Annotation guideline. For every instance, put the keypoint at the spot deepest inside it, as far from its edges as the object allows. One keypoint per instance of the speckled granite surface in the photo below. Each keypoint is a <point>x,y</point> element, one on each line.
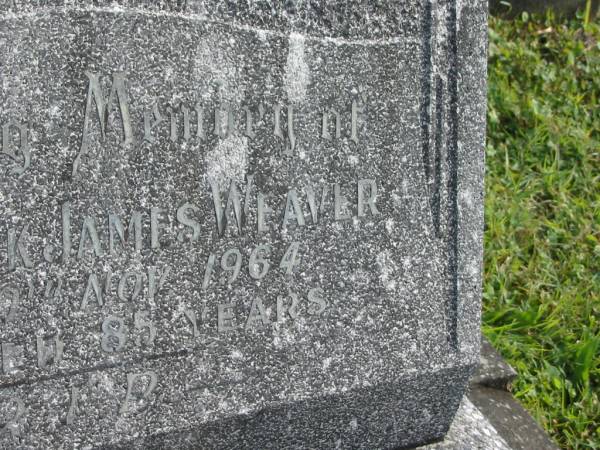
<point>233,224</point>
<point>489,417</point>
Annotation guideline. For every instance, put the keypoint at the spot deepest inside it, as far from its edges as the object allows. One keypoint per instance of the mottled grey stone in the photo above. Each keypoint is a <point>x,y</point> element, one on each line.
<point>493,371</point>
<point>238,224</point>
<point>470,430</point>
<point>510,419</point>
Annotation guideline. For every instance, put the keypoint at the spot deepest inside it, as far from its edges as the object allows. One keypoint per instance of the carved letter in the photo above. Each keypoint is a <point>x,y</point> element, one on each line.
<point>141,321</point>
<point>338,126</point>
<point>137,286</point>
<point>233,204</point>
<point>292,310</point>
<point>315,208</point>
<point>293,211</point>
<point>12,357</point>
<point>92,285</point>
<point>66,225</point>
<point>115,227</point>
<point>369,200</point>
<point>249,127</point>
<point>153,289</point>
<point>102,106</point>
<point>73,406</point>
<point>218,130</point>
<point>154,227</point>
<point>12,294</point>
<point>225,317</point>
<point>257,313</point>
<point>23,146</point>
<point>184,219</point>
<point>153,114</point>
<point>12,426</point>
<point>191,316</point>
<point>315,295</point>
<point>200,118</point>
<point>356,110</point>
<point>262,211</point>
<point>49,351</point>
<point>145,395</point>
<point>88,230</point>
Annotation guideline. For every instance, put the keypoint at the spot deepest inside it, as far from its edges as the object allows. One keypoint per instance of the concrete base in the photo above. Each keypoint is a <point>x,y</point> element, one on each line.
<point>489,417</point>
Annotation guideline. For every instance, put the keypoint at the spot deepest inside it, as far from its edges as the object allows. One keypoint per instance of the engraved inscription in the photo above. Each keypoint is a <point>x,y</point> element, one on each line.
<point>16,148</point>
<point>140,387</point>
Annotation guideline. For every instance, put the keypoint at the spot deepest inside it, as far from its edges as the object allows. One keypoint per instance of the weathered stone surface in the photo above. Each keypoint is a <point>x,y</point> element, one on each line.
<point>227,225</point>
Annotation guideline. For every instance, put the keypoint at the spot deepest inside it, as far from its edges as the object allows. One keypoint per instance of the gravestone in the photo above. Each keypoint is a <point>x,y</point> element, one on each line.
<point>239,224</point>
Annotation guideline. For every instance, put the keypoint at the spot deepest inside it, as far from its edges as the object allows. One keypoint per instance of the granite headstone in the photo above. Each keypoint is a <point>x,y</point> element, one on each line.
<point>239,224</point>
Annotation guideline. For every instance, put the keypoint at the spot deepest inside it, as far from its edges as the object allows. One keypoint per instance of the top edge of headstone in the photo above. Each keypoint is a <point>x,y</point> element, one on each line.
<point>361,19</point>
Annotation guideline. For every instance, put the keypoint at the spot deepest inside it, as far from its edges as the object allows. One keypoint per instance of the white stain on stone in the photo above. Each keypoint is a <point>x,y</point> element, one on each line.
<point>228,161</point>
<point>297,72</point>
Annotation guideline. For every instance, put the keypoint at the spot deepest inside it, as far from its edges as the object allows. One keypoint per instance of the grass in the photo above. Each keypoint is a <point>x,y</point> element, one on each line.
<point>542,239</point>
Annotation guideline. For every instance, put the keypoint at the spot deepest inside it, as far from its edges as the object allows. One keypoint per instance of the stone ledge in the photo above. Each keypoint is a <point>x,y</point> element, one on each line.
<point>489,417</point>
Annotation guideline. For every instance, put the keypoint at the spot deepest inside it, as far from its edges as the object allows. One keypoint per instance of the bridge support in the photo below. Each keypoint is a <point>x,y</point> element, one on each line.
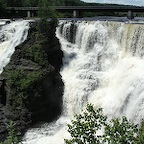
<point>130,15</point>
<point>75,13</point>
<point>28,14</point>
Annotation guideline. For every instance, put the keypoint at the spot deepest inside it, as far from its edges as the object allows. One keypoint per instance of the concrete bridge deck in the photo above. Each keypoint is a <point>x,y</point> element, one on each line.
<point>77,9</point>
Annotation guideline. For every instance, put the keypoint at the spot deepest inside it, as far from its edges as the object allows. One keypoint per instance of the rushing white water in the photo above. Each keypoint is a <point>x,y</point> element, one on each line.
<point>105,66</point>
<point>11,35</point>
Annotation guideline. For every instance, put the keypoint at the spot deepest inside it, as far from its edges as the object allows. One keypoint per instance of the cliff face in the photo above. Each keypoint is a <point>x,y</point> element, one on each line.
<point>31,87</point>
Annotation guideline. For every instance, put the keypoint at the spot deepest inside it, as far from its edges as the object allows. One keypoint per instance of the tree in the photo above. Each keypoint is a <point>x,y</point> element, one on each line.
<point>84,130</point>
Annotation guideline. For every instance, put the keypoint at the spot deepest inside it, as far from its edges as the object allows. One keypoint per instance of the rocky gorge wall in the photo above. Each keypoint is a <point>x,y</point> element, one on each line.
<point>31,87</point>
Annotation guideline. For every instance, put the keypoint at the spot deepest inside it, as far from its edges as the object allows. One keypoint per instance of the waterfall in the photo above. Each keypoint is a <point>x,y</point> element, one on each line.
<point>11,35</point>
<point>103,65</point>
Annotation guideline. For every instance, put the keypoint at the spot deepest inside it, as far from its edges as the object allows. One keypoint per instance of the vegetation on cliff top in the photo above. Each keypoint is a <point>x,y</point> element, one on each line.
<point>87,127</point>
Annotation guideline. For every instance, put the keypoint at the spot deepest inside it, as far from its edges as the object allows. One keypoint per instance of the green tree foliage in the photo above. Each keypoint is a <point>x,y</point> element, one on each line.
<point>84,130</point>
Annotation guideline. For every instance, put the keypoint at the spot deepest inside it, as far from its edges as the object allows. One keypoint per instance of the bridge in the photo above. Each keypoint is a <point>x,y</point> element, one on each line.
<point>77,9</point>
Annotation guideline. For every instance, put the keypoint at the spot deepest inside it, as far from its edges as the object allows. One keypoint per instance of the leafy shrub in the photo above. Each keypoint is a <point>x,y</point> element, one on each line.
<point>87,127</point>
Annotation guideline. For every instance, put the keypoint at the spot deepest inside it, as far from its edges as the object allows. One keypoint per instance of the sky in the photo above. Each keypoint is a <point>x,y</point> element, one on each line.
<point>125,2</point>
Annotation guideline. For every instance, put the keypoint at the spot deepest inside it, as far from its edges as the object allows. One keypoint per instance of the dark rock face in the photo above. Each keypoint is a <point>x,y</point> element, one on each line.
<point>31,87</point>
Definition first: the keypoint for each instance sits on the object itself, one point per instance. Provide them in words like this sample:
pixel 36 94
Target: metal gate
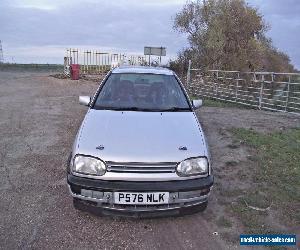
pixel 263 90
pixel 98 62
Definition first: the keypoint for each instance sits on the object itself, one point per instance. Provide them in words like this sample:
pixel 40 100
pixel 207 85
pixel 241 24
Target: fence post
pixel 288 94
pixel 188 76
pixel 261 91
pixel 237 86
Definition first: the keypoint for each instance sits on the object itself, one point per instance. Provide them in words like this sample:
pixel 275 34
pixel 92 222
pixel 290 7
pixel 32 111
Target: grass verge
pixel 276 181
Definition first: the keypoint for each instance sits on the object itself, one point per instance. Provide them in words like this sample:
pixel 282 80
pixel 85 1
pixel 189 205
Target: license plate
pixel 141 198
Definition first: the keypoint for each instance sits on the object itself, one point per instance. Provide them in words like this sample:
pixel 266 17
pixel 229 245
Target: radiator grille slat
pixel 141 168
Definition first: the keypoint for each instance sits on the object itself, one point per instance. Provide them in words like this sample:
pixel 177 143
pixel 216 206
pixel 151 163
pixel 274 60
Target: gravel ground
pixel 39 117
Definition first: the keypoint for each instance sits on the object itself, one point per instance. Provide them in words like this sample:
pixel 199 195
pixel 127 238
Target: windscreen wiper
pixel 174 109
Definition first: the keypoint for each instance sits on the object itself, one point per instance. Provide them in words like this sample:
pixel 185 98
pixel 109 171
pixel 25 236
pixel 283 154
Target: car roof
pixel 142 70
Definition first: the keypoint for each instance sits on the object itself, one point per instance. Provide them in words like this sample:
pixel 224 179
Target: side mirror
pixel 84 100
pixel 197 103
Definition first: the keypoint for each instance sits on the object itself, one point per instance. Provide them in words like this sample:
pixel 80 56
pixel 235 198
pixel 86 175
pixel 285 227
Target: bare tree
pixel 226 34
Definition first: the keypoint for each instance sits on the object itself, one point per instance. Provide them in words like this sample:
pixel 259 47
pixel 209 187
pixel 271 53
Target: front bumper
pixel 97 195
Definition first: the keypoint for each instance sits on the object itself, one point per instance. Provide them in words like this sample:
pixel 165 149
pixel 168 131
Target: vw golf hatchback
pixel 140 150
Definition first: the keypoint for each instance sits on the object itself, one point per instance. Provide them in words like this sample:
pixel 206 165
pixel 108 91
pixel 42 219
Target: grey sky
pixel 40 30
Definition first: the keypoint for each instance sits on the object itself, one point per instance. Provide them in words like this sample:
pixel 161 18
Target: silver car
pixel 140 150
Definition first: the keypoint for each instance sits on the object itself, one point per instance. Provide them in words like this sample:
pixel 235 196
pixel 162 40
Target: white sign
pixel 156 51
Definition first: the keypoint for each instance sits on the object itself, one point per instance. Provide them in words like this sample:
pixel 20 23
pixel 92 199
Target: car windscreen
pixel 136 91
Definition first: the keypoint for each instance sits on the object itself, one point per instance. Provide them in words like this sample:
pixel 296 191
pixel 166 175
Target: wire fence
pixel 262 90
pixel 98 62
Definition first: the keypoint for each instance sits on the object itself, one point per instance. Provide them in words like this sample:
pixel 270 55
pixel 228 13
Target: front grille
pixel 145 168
* * *
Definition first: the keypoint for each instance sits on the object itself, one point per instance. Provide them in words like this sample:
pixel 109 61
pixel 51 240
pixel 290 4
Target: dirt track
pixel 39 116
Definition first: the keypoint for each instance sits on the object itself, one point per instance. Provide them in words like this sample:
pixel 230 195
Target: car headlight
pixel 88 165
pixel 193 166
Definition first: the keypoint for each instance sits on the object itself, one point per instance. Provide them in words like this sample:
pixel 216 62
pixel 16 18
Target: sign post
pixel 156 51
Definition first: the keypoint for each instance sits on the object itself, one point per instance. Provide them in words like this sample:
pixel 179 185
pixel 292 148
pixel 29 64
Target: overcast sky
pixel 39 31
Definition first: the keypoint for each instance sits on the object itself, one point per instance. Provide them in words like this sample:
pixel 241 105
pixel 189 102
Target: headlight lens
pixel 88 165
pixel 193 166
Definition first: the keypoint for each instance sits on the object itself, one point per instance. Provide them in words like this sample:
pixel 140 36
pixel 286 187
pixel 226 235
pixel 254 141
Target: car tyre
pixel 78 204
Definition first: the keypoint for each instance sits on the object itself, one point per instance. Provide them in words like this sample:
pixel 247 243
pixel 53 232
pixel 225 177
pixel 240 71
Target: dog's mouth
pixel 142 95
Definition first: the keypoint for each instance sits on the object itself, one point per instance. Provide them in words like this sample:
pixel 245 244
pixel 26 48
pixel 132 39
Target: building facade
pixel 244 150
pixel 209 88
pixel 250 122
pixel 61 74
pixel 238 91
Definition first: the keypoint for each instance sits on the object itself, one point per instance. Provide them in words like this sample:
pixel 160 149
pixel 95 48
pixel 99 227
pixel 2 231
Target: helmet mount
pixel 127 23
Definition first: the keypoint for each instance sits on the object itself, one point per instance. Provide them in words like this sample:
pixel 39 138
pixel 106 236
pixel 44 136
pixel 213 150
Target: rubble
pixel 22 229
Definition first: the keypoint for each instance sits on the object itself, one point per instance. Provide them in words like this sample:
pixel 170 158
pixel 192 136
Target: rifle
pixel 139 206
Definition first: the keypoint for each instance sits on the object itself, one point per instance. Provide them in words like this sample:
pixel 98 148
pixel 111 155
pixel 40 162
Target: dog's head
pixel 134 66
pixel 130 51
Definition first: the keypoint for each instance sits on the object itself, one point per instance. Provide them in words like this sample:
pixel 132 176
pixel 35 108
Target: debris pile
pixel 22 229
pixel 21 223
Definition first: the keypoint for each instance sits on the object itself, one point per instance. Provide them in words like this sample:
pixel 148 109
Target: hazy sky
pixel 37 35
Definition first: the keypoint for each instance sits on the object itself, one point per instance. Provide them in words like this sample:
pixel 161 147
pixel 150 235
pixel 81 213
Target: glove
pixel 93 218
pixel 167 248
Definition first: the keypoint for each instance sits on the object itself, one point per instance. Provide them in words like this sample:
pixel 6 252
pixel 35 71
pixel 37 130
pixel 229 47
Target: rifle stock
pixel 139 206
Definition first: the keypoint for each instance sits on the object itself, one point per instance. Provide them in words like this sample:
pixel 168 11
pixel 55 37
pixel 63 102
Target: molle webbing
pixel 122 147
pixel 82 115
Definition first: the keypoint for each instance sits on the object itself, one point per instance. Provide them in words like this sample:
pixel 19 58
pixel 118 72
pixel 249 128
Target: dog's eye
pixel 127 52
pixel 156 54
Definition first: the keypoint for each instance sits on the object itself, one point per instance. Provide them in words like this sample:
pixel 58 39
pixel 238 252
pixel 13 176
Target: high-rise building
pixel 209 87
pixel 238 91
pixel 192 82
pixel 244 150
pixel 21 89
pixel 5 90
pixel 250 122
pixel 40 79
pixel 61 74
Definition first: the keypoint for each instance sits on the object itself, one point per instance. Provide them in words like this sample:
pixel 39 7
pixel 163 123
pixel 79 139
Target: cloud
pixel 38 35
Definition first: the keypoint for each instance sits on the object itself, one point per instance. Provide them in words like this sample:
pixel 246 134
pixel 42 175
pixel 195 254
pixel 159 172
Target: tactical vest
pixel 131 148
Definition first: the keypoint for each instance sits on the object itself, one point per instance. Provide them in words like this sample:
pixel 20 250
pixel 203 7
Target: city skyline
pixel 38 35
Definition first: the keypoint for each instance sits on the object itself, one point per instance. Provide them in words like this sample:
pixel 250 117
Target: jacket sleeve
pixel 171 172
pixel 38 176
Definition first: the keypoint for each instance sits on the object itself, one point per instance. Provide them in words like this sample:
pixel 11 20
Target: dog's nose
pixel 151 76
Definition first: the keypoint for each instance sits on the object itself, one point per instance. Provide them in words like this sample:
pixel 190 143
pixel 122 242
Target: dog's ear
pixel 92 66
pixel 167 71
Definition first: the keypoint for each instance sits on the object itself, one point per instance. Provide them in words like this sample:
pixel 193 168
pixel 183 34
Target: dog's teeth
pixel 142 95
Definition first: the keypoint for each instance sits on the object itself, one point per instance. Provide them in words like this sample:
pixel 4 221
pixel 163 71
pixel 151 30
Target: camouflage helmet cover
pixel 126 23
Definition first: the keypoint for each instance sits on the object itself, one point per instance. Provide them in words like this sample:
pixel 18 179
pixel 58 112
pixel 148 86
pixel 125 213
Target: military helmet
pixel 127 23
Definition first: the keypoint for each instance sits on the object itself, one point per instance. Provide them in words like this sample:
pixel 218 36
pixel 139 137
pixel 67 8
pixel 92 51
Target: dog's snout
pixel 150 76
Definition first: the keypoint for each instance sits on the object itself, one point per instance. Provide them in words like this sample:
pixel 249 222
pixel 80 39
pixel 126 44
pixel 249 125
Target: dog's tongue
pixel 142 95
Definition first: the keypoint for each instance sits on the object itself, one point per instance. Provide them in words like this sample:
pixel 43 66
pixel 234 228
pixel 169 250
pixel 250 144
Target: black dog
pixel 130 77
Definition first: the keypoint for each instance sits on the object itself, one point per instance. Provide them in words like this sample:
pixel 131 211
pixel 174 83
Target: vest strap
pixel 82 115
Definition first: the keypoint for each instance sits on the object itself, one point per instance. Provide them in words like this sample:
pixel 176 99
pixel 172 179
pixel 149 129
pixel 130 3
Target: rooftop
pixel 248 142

TASK :: Go through the listing above and write out exactly the lines starting with the one holding "pixel 192 136" and running through the one holding "pixel 81 213", ends included, and no others.

ANSWER FOR THE TASK ::
pixel 192 136
Target: rifle
pixel 139 206
Definition first: the keypoint for each instance sits on the object itself, one point per instance. Provide them in words like this sample:
pixel 98 148
pixel 111 155
pixel 40 162
Target: dog's head
pixel 134 66
pixel 130 51
Definition first: the keypoint for each instance sits on the object itself, one point per instance. Provide them in words like this sample:
pixel 132 176
pixel 35 108
Target: debris pile
pixel 22 229
pixel 21 223
Definition first: the keypoint for each instance sits on the object itself, one point per instance. Provide them in words like this sample:
pixel 148 109
Target: hazy sky
pixel 37 35
Definition first: the keypoint for each instance sits on the object itself, one point per instance. Provide them in words like this sample:
pixel 161 147
pixel 150 235
pixel 81 213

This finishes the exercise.